───── PROVIDED RECORDS ─────

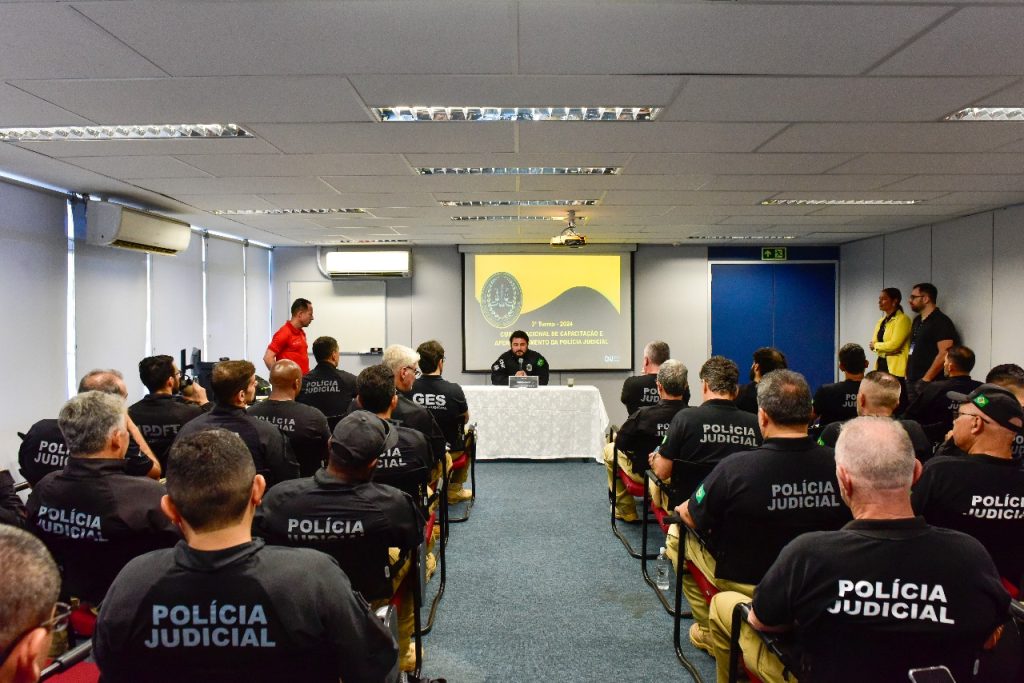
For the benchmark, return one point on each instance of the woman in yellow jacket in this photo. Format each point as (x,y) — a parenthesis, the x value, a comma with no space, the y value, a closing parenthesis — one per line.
(892,334)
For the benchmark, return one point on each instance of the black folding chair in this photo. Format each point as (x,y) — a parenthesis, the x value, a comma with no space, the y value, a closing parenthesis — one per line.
(467,459)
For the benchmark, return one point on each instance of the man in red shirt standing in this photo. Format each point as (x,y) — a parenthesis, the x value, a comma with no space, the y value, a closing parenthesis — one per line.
(290,341)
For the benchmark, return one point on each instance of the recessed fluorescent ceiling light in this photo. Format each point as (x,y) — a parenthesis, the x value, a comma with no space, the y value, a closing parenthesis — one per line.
(508,217)
(521,203)
(741,237)
(281,212)
(839,202)
(125,132)
(516,113)
(522,170)
(987,114)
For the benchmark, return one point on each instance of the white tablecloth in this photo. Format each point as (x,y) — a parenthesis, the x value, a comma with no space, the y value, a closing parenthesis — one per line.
(543,423)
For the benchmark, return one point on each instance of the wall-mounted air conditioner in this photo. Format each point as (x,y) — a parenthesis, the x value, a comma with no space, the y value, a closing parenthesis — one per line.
(361,264)
(114,225)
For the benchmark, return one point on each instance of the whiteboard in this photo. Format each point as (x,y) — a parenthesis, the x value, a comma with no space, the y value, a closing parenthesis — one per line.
(351,311)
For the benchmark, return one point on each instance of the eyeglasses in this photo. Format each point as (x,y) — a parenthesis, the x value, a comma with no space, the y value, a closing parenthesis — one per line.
(55,624)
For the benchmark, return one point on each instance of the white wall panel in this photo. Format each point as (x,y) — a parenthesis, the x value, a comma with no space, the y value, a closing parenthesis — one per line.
(1008,286)
(907,260)
(258,304)
(177,300)
(962,267)
(225,303)
(860,281)
(33,296)
(111,306)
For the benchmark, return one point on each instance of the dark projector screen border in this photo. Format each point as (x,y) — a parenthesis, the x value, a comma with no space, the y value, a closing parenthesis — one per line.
(577,308)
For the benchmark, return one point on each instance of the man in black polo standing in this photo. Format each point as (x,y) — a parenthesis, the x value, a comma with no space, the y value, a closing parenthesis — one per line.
(932,335)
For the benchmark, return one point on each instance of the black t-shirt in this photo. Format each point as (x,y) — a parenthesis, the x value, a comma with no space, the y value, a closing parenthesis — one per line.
(639,391)
(747,399)
(251,612)
(159,417)
(981,496)
(269,449)
(43,451)
(835,402)
(922,444)
(701,436)
(934,410)
(446,402)
(93,518)
(303,426)
(880,597)
(925,337)
(755,502)
(645,429)
(355,523)
(507,365)
(328,389)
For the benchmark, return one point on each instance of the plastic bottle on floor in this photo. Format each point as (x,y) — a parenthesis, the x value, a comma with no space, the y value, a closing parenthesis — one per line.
(663,570)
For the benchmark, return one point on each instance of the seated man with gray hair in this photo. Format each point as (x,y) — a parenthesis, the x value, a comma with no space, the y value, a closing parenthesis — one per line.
(29,609)
(43,449)
(642,432)
(91,515)
(885,594)
(755,502)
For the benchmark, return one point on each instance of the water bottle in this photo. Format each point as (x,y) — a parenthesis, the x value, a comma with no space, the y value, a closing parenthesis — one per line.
(663,570)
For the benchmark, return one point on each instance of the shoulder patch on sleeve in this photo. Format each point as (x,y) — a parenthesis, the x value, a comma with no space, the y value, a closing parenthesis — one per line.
(699,495)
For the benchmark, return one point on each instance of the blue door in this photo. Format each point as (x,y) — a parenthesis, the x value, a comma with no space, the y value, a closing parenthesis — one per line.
(791,306)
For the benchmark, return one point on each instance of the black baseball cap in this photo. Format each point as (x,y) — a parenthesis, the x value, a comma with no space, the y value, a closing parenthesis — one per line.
(361,436)
(995,402)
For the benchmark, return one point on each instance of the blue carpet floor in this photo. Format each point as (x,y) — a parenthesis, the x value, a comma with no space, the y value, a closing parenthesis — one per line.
(540,590)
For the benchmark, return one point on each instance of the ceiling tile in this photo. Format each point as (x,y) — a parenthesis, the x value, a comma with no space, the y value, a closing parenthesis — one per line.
(53,40)
(642,136)
(261,38)
(922,137)
(237,99)
(689,38)
(974,41)
(428,136)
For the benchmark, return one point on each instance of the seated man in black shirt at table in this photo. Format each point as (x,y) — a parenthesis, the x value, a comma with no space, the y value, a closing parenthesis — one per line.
(766,359)
(885,594)
(43,449)
(642,432)
(91,515)
(519,360)
(222,606)
(641,389)
(836,402)
(932,408)
(327,387)
(878,397)
(755,502)
(981,493)
(371,528)
(303,426)
(235,388)
(161,413)
(446,402)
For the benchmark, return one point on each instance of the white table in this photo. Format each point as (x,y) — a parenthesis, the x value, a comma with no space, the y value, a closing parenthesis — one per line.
(543,423)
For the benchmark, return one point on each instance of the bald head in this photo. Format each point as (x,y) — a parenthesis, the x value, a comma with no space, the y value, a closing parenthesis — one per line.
(286,380)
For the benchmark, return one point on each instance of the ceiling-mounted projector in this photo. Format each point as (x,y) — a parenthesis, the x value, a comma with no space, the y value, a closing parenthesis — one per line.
(568,237)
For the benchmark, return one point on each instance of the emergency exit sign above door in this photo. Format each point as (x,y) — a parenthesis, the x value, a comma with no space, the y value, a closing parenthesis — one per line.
(773,254)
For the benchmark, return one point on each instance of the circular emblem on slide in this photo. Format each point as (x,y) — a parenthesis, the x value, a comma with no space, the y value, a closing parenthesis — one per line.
(501,300)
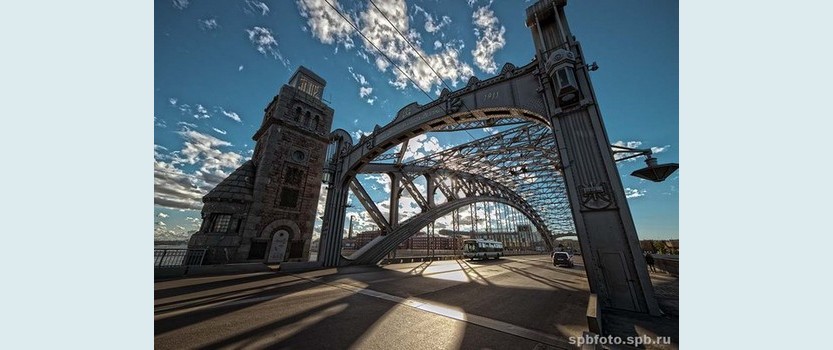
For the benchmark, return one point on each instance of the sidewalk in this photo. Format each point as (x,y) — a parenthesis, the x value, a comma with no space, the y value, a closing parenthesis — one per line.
(625,324)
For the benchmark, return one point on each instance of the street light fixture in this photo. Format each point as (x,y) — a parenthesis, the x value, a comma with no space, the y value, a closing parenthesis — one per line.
(655,172)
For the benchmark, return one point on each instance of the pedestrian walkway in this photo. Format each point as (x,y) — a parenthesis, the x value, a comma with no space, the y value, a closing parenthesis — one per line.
(623,324)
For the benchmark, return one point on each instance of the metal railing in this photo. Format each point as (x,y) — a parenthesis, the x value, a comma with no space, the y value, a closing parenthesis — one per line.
(177,257)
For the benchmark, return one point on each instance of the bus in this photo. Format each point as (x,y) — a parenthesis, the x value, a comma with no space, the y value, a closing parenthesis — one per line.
(482,249)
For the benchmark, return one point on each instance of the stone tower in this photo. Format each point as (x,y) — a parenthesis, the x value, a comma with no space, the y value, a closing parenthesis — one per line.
(265,210)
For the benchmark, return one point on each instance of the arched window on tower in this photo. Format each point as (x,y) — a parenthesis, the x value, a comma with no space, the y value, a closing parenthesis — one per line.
(306,120)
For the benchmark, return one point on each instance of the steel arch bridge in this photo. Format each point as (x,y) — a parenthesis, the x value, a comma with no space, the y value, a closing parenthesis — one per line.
(518,167)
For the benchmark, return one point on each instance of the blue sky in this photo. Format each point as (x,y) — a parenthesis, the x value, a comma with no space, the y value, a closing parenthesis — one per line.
(218,64)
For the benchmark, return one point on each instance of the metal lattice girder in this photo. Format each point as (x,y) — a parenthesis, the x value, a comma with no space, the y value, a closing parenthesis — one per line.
(408,183)
(369,205)
(474,185)
(522,159)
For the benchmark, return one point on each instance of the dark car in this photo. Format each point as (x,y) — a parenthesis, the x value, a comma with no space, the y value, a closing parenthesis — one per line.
(562,259)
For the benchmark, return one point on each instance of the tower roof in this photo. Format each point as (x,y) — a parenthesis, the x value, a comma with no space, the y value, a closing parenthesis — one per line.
(236,187)
(310,74)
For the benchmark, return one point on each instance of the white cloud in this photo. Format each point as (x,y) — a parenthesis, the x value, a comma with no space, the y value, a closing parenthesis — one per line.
(180,4)
(253,6)
(325,23)
(489,39)
(208,24)
(633,193)
(174,188)
(330,28)
(187,125)
(380,33)
(265,43)
(364,89)
(161,123)
(234,116)
(363,56)
(421,146)
(628,144)
(656,150)
(431,25)
(202,112)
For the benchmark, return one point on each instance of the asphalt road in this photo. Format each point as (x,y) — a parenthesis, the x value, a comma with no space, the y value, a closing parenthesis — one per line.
(512,303)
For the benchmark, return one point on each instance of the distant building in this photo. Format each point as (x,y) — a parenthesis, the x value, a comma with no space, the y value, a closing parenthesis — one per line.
(265,210)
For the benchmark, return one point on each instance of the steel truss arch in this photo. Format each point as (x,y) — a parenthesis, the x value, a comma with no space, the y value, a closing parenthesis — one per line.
(376,250)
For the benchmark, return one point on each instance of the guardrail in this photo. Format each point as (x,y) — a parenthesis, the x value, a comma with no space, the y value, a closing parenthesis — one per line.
(177,257)
(669,265)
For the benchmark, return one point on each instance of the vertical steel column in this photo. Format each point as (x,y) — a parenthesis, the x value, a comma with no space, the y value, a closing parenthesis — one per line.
(616,271)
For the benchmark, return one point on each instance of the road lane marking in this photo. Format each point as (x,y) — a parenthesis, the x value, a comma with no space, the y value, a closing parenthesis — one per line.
(445,311)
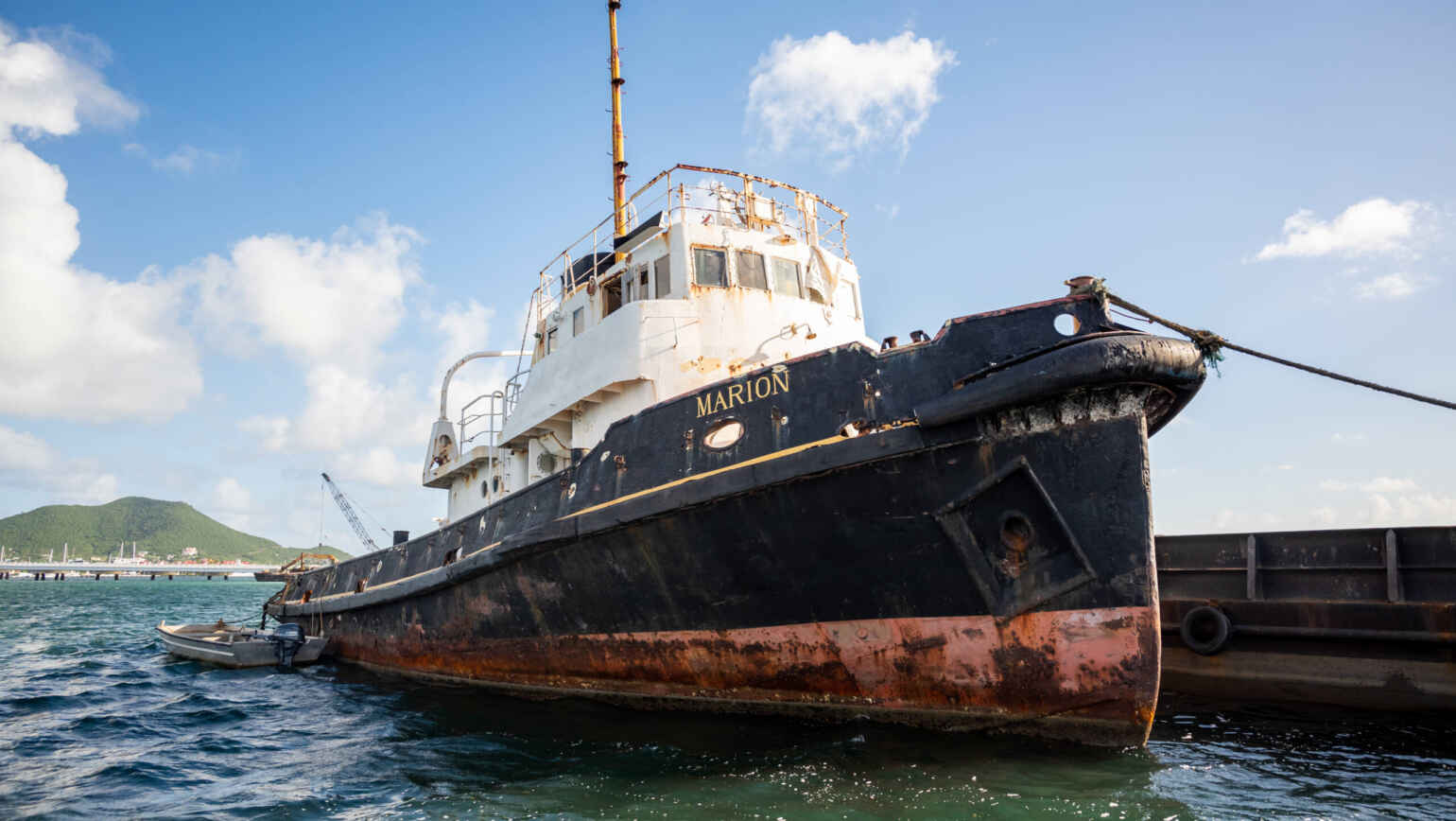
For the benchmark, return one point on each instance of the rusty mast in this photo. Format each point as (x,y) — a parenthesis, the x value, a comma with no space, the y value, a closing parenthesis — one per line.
(619,164)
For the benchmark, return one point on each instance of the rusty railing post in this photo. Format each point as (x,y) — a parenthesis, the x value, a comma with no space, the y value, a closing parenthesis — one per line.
(1393,567)
(1251,549)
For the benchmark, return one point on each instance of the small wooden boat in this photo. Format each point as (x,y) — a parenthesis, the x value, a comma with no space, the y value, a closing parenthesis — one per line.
(234,645)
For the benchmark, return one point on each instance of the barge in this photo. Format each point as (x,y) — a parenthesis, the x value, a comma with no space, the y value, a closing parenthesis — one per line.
(705,488)
(1354,618)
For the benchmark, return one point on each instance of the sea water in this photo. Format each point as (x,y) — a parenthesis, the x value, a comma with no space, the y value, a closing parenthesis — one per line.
(97,721)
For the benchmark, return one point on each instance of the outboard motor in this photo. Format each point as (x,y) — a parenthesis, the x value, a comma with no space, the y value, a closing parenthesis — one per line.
(286,640)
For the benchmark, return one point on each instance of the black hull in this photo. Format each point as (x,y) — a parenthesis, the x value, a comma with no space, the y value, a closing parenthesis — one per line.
(917,536)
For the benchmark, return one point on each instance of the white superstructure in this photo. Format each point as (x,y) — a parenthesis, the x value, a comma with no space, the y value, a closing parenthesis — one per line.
(730,272)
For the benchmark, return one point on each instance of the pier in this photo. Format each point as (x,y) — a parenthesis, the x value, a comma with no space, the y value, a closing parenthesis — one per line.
(59,571)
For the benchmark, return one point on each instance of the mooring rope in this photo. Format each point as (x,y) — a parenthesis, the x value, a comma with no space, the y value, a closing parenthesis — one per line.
(1212,345)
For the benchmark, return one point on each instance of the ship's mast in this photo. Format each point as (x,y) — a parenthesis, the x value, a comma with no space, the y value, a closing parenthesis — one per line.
(619,162)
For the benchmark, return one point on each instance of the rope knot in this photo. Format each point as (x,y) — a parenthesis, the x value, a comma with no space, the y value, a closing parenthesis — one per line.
(1212,348)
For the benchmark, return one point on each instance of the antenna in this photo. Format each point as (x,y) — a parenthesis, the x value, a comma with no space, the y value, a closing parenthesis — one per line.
(619,162)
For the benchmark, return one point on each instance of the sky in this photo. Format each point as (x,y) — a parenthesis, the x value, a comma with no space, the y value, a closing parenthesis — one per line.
(240,245)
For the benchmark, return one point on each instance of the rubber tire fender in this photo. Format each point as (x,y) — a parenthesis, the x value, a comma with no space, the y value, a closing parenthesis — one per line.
(1200,616)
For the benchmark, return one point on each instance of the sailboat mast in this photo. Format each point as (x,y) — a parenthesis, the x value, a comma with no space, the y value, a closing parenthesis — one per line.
(619,162)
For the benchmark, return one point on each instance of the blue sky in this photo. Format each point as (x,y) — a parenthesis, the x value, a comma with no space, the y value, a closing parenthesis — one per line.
(237,246)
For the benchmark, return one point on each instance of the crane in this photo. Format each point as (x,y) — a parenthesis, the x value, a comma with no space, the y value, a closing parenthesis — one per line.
(348,513)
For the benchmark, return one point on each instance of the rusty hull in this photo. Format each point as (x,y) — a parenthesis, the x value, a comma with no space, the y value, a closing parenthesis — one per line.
(1086,675)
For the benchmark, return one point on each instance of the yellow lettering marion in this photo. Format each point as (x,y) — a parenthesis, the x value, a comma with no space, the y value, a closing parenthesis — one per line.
(734,394)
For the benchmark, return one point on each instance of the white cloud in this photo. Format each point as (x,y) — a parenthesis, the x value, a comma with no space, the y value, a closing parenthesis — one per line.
(183,161)
(347,408)
(29,462)
(1227,518)
(45,88)
(379,466)
(1364,227)
(1388,501)
(318,300)
(1378,485)
(1386,485)
(232,504)
(73,343)
(836,97)
(272,431)
(231,496)
(22,451)
(1393,286)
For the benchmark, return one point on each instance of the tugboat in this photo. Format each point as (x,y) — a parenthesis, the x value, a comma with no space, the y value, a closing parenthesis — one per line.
(705,488)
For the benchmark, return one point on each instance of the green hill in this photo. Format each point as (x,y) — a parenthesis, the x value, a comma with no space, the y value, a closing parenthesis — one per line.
(161,529)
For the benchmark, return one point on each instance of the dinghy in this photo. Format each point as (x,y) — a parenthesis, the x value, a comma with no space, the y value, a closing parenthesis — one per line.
(234,645)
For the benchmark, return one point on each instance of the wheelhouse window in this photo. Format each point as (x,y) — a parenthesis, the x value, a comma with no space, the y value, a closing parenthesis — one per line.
(711,267)
(750,271)
(665,277)
(787,278)
(611,296)
(846,299)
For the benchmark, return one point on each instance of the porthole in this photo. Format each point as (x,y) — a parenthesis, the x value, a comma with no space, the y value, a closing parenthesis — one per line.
(724,434)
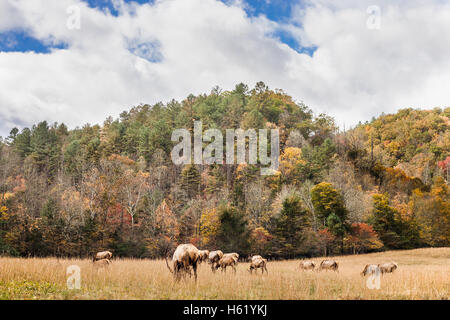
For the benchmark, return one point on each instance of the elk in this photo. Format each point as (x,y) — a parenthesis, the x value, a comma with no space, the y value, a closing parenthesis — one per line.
(103,263)
(184,257)
(234,255)
(388,267)
(370,269)
(328,265)
(102,255)
(203,254)
(258,262)
(307,265)
(214,258)
(227,261)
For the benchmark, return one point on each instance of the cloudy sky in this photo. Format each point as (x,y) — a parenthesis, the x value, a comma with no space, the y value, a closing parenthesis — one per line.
(78,62)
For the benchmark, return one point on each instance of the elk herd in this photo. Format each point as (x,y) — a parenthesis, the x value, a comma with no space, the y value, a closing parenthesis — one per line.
(187,258)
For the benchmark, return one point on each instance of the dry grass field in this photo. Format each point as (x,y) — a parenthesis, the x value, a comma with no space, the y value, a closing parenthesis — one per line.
(422,274)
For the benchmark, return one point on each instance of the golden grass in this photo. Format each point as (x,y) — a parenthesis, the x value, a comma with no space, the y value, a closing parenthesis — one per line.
(422,274)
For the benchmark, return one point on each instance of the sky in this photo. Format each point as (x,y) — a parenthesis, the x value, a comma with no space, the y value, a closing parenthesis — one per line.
(80,61)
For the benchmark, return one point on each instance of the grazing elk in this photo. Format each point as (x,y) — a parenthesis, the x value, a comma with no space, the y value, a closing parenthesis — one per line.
(203,255)
(103,263)
(258,262)
(102,255)
(388,267)
(184,257)
(307,265)
(328,265)
(228,260)
(255,258)
(234,255)
(371,269)
(214,258)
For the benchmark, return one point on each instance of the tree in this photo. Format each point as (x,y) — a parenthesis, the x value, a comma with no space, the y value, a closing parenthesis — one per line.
(326,201)
(362,238)
(190,180)
(330,208)
(232,234)
(288,228)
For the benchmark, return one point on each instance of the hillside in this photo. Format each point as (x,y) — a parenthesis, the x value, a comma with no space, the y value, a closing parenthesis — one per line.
(382,185)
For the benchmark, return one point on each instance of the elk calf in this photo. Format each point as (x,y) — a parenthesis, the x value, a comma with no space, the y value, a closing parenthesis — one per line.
(103,255)
(103,263)
(307,265)
(371,269)
(214,258)
(388,267)
(227,261)
(328,265)
(258,262)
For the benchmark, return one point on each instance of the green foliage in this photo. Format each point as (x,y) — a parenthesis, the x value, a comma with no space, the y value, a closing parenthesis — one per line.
(72,192)
(233,234)
(289,228)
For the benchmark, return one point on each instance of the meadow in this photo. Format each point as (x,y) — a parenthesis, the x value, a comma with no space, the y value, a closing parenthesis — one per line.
(422,274)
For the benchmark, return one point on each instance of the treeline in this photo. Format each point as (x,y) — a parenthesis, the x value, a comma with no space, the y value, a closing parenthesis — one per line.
(382,185)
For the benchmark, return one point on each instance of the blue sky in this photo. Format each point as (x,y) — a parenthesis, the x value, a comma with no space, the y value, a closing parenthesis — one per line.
(275,10)
(174,48)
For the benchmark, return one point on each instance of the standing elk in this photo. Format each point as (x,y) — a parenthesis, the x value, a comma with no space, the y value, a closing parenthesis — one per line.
(388,267)
(184,257)
(258,262)
(328,265)
(214,258)
(228,260)
(307,265)
(102,255)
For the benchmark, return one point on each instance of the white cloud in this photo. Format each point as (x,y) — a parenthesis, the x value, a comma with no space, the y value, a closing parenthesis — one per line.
(356,73)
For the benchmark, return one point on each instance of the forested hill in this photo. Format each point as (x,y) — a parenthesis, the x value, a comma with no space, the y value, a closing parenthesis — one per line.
(382,185)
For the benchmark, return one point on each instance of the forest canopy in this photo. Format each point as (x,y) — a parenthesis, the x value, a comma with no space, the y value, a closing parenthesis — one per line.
(381,185)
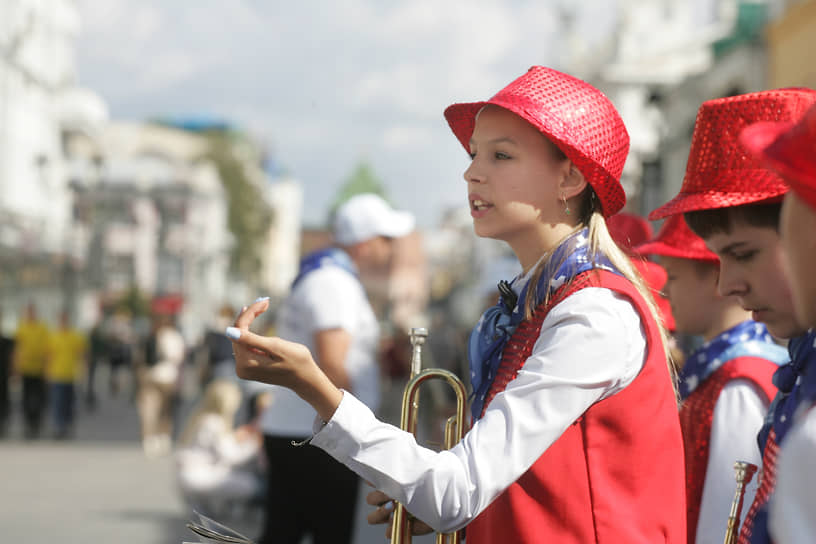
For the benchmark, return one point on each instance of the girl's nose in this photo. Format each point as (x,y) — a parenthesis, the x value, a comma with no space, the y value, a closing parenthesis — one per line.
(471,174)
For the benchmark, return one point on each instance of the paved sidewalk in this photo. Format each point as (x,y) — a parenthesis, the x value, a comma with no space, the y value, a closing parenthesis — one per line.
(100,488)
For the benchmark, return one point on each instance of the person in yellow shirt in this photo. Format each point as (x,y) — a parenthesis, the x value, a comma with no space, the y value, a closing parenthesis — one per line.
(30,354)
(67,349)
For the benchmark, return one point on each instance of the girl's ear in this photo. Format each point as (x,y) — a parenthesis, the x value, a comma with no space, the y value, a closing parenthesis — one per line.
(572,182)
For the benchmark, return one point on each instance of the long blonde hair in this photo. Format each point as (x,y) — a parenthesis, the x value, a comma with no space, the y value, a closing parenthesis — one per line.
(601,243)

─────

- GIVEN TASK: Give back, exactly as written, the lines from the one with "of the person" to the last line.

- WRITTEN ANSWER:
For the benchmark, return one point on each instance of the person in yellow shirt in this photo. Format each point as (x,y) — a parenthesis, the x value, a comma with no space, the y value, a closing parenthesis — one per line.
(30,354)
(67,349)
For the benchmark, return one point on each instance of the girl's ear in this photo. Format each point as (x,y) — a parenthesis, the x value, a comma with no space, the y value, a closing parenthesis — one per line.
(572,182)
For the benchmark, return one point on each instance of the long blonde hair in this photo. Format each point as (x,y) — a parenthesis, the x value, a comma with no space, the y value, a closing parenthesis — one per line.
(601,243)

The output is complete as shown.